> [Задания для выполнения]
• a. Для чего, по словам рецензии на спектакль SWAMP CLUB, на сцене появляются пояснительные надписи? Ответьте в одном–трёх предложениях.
• b. Что, согласно рецензии на спектакль SWAMP CLUB, предлагают гостям в «Болотном клубе»?
• c. Продолжите рецензию на спектакль SWAMP CLUB с того места, где она обрывается.

> [Отрывок рецензии]
________________

Гладь старинного пруда

swamp1Дорогой Смайли, вы наверняка уже знаете: у нас в Цирке завелся крот.
Джон Ле Карре. «Шпион, выйди вон!»

Показанный на Александринском фестивале спектакль «Вивариум студио» Филиппа Кена SWAMP CLUB заставил основательно перетряхнуть лексикон и извлечь оттуда слова, давно и надолго ушедшие из употребления: безмятежность, терпение, умиротворение, умиление. Вот они какие, оказывается…
На Новой сцене Александринки, где, как говорят, спектаклю пришлось изрядно потесниться, чтобы разместить зрителей, образовалось уютное болото. Обширное резиновое мелководье нарядно обрамлено живой (или «почти совсем» живой) растительностью, то тут, то там живописно расставлены почти всамделишные цапли, эффектно выглядывает из-за пучка травы чучело лисицы, виднеются кувшинки, и наверняка нашлось бы место для какого-нибудь классического «желтого дрока со своею пирамидальною верхушкою» — в общем, это как раз то, что люди, не слишком сведущие в биологии, называют «картиной природы». В углу «картины» — таинственный грот. То ли приют отшельника, то ли аттракцион. В гигантском стеклянном кубе прямо над болотом возятся какие-то неутомимые человечки в остроконечных средневековых капюшонах. «Бегущей строкой» (или на самодельных плакатах и транспарантах) появляются обстоятельные и даже местами исчерпывающие пояснительные надписи — ничего на самом деле не объясняющие (например, пункты ежедневного расписания с непременной пометкой: «Продолжительность неизвестна»). Просто для психологического комфорта и пущей респектабельности.

Этот стеклянный кубик — самый что ни на есть натуральный «эрмитаж»: одинокий домик в зарослях, приют усталых путников и одновременно место для осуществления частных культурных миссий. Здесь, в «Болотном клубе», гостям предложат и сауну, и квартет Шостаковича в живом исполнении. Более-менее одновременно. К странноватому соседству бани с филармонией местные старожилы относятся с флегматичной невозмутимостью. Как и ко всему остальному. Тут можно изучать флору и фауну, принимать солнечные ванны (если немножко потеснить цапель), сочинять новую книгу, чего-нибудь творить, наслаждаясь попеременно парами сауны и болотными туманами, или предаваться размышлениям о природе вещей.

Гости (все трое из разных стран), решившиеся посетить «Болотный клуб», знают о нем не больше зрителей в зале и поначалу удивленно и немножко опасливо озираются по сторонам. Но, подчиняясь безмятежной благожелательности «резидентов клуба», с несколько гротескной кротостью тихонько бормочущих на смеси французского с английским, все вместе в итоге принимаются одобрительно кивать по любому поводу, преодолевая «трудности перевода» и заполняя неизбежные паузы в малозначительных светских разговорах (о распорядке дня, о болоте) вежливыми понятливыми вздохами. Так они ходят гуськом друг за дружкой, кротко умиляются цаплям, кустикам и Шостаковичу, и чуть что — принимаются кивать и вздыхать. Благолепие! Наивысшей лучезарности удается достичь во время краткой экскурсии в таинственную пещеру. Невнятные голоса, доносящиеся оттуда, рассказывают нам, что там, внутри, есть видеотека, звукозаписывающая студия, что-то еще культурно значимое — и золотодобывающая шахта. В подтверждение чего выносят из грота золотые самородки — чуть побольше футбольного мячика каждый. «О, значит вы финансово независимы?» — вежливо интересуются гости. — О, да, совершенно финансово независимы. — Как это мило, не правда ли? — В самом деле, чрезвычайно мило«. И это вновь дает превосходный повод доброжелательно покивать пару минут — не терять же время попусту!

________________

> [Сохранённые записи данных]

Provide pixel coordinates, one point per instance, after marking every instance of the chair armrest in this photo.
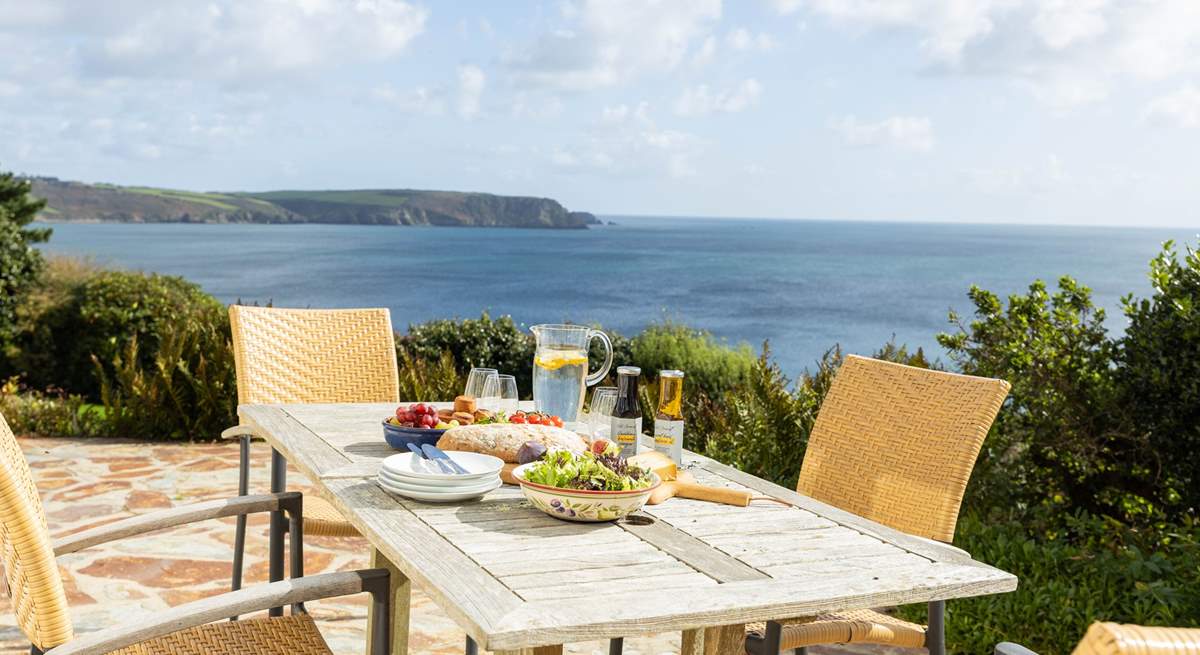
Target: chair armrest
(215, 608)
(238, 431)
(1009, 648)
(177, 516)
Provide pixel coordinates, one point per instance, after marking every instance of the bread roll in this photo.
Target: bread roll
(504, 440)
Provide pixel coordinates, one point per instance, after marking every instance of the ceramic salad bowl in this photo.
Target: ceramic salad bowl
(585, 506)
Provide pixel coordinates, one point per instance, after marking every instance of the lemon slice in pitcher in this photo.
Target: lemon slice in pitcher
(553, 361)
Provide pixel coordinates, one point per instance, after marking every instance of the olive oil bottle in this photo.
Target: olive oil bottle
(627, 415)
(669, 419)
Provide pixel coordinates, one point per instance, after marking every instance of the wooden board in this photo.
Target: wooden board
(515, 578)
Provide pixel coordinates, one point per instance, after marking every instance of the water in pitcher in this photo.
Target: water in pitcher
(558, 378)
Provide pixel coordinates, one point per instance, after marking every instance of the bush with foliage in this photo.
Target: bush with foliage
(1074, 569)
(496, 343)
(181, 388)
(19, 262)
(77, 312)
(1158, 374)
(48, 414)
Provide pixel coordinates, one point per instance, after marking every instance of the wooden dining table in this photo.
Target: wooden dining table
(520, 581)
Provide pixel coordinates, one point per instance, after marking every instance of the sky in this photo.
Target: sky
(1077, 112)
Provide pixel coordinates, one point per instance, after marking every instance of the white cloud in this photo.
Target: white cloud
(1019, 180)
(786, 7)
(1180, 108)
(700, 101)
(1066, 52)
(537, 106)
(420, 100)
(1061, 23)
(907, 132)
(706, 53)
(471, 89)
(607, 42)
(743, 40)
(240, 41)
(627, 142)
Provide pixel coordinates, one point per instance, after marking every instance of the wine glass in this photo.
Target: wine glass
(475, 382)
(502, 390)
(604, 401)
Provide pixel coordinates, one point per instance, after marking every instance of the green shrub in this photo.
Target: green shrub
(496, 343)
(184, 388)
(1159, 374)
(1063, 439)
(19, 262)
(78, 312)
(1080, 570)
(421, 379)
(41, 414)
(712, 367)
(39, 352)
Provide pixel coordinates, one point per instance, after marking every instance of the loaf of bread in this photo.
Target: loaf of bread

________________

> [Ответы по заданиям]
• a. На самом деле эти надписи ничего не объясняют. Они появляются просто для психологического комфорта и пущей респектабельности.

• b. Сауну и квартет Шостаковича в живом исполнении.

• c.
И вот когда совершенно умиротворенные зрители рискуют уже попадать с кресел и провести в неге и тумане еще пару сладких театральных часов, мирно свернувшись калачиком, тихонько улыбаясь бог знает чему и посапывая (что, несомненно, было бы лучшим комплиментом спектаклю), тогда-то и происходит Выход Крота. Гигантский крот шествует из грота на задних лапах, безучастно принимая испуганное восхищение гостей и заботливое внимание постоянных обитателей. Крот несколько не в форме. Более того — крот не в духе. Крот то ли отравился, то ли задохнулся, то ли он в депрессии, то ли полон тяжелых дум. Его бережно, под руки (ну, под то, что есть) уводят в стеклянный кубик, пытаются повязать ему голову купальным полотенцем, крот вытягивается на кушетке и продолжает томиться. Его гладят по лапкам, он не в восторге, ему предлагают пива — ах, к чему тут это пиво! Изрядно шокированных гостей успокаивают: крот — это нормально. Это значит, что нет Опасности. «Опасности?» — почему-то не успокаиваются гости. Ну да, Опасности. Так вот ее — нет!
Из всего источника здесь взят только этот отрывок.